> Study text:
*** Begin section ***

Our boat crews and radio operators are trained to deal with many different types of search and rescue (SAR) activity. Some are very straightforward and are completed in half an hour or less, whilst others may continue over several days and involve multiple crew changeovers.
The one thing that is guaranteed is that no two SAR activities are ever the same. So our volunteers have to plan and execute each SAR action according to the circumstances they are faced with.
The majority of our SAR activities could be classified as “routine rescues”, where something has gone wrong with the boat and it can’t make it back to harbour without assistance. In most cases, we arrive on scene, attach a tow-rope and pull the vessel back to harbour. When the vessel is safely back in its’ pen, or tied up at the boat-ramp, we simply complete some paperwork, invite the rescued skipper to make a donation, (we are not permitted to charge for our services), and the job is complete.
Over the years, we have found that the majority of these breakdowns were avoidable because they were caused by simple problems that are easy to check. The most frequent causes are fuel, (eg: lack of fuel or fuel contaminated by condensation in the tank), or battery problems, (eg: battery life shortened by being left discharged over winter).
We also find quite a few breakdowns occur immediately after an engine service. You can avoid this type of breakdown by checking a few things before you head out to sea. Check out the Dept of Transport BEST checklist.

*** End section ***

> Supplied material:
*** Begin section ***

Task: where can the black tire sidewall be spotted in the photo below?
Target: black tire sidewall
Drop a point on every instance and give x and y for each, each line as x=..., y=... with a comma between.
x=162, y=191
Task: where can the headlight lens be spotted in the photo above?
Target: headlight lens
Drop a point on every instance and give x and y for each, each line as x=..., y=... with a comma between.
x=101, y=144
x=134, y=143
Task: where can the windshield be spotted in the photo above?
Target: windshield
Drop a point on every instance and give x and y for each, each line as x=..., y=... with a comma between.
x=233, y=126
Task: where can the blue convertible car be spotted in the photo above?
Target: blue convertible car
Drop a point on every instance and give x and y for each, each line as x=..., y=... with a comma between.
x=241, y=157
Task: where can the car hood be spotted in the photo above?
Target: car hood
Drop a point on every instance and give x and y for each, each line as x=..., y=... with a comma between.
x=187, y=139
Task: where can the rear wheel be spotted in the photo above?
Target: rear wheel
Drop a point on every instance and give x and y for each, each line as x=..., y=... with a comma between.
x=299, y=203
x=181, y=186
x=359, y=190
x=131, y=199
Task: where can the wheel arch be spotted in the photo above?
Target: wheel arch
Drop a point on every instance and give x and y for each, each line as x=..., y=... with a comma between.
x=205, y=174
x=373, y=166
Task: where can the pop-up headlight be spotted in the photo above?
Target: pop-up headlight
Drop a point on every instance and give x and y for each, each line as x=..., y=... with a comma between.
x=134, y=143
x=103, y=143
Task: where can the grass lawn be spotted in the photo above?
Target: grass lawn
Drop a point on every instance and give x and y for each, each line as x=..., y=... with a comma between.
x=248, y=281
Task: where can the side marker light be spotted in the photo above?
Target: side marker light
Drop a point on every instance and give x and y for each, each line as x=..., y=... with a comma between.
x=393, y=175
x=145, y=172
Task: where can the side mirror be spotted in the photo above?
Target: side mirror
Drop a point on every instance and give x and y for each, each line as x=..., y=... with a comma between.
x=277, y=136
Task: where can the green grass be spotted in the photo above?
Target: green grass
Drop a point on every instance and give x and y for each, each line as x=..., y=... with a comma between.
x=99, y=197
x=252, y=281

*** End section ***

> Parts of the exercise:
a) In the sea rescue text, what are the two most frequent causes of breakdowns?
b) The sea rescue text describes a routine rescue. List its steps in order.
c) Pick up the sea rescue text where it leaves off and write the next part.

> Answers to each task:
a) Fuel problems and battery problems.

b)
1. Arrive on scene.
2. Attach a tow-rope.
3. Pull the vessel back to harbour.
4. Complete some paperwork.
5. Invite the rescued skipper to make a donation.

c)
From time to time, we are called on to respond to an emergency, which might involve a vessel running aground, sinking, fire on board or perhaps a small vessel swamped by a large wave when pulling pots. This may be notified as a MAYDAY call, or by setting off a flare.
In these circumstances, we look to our rapid response vessel, (Green 2, travelling at anything up to 47knots) to get us on scene as quickly as possible. These rescues will frequently involve getting people safely out of the water and getting them back onshore quickly, where they can access medical assistance if necessary.
In many cases, we will deploy a second vessel to attend the stricken vessel and possibly collect any flotsam in the area.
Once in a while there is an accident or sudden illness at sea and here again, we will mobilise as quickly as possible to get to the location of the vessel with the injured or sick passenger on board. Depending on circumstances, we may be able to have a helicopter attend the scene and conduct a medical evacuation from the deck of our vessel so the patient can be airlifted to hospital.
Alternatively, we may use the rapid response vessel to get the patient to the nearest harbour to rendezvous with an ambulance.
Local Area Searches
A substantial number of our SAR activities involve searching for a vessel, or other object. We can be called upon to begin a search for a number of reasons, including:
- someone who logged on with us earlier in the day has not returned and logged off when they told us they would and they are now significantly overdue,
- a relative has called up to say someone hasn’t returned home when expected and there is concern for their safety. (Often this is someone who didn’t logon at the start of their trip).
- reports of a flare sighting,
- an EPIRB activated in the area,
- someone has called for assistance, but they can’t tell us their location,
There are some checks that we can perform before launching a search, but if after checking it is likely that the missing vessel is still at sea, we will begin a search in the most probable area. The search may involve multiple Whitfords vessels and may also include vessels from neighbouring sea rescue groups and Water Police vessels.
Fixed wing aircraft and helicopters may also be deployed.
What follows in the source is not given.